(Point annotation dataset lines)
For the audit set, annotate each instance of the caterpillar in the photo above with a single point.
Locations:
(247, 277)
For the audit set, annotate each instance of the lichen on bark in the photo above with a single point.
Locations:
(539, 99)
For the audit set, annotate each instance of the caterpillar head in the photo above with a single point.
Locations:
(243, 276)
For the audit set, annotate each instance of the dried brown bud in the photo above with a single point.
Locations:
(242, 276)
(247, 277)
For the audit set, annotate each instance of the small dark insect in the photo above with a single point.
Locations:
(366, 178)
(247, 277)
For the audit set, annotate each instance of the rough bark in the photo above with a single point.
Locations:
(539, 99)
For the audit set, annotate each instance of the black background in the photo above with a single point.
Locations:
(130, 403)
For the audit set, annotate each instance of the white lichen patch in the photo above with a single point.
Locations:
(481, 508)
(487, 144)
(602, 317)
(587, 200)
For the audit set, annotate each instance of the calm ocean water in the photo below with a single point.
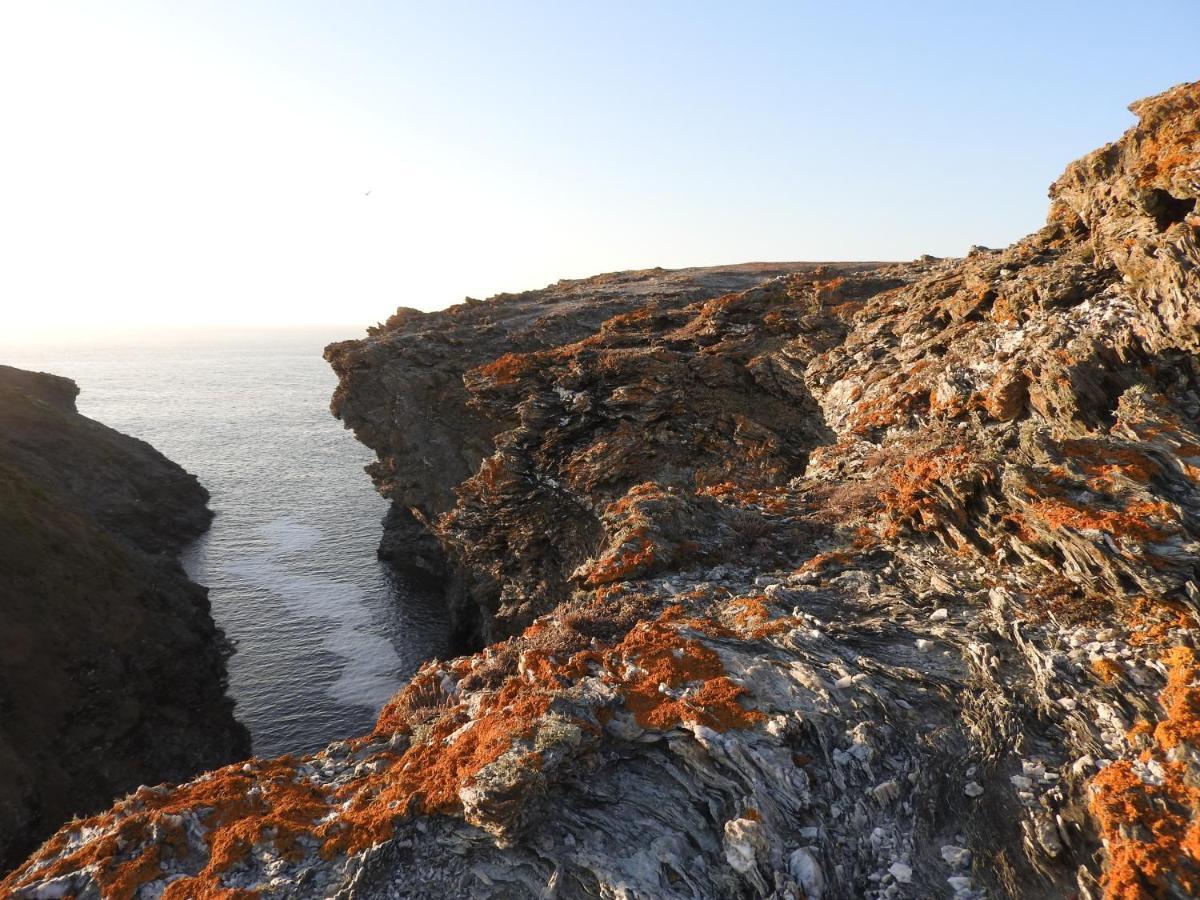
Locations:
(323, 634)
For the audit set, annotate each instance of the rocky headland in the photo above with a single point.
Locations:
(112, 672)
(817, 581)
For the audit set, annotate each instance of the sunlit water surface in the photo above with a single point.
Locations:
(324, 636)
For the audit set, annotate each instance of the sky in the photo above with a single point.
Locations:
(289, 163)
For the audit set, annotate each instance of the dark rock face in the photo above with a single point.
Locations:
(861, 581)
(112, 673)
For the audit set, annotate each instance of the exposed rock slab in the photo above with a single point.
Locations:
(868, 581)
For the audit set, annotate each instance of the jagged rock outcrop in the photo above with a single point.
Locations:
(865, 581)
(112, 673)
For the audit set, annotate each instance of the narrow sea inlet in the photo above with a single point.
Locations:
(323, 633)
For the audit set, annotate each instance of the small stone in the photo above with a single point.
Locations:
(957, 857)
(1083, 765)
(807, 871)
(886, 792)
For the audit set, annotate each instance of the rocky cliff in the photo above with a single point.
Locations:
(855, 581)
(112, 672)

JOB
Rescale the part of the lines that opens with the line containing "For the audit set, annotate each instance of the small stone" and runs through the final line, writing that part out again in full with every request unchanged. Multiply each coordinate in the answers by 1.65 and round to the nearest whole number, rounding halves up.

RESULT
For the audit set, annotate each instance of the small stone in the photo above with a single point.
Locations:
(1579, 1414)
(1787, 1262)
(1332, 1437)
(1462, 1307)
For the audit set, annotate each instance of the rocky cliff in the photo above with a single point.
Locations:
(1411, 959)
(185, 1109)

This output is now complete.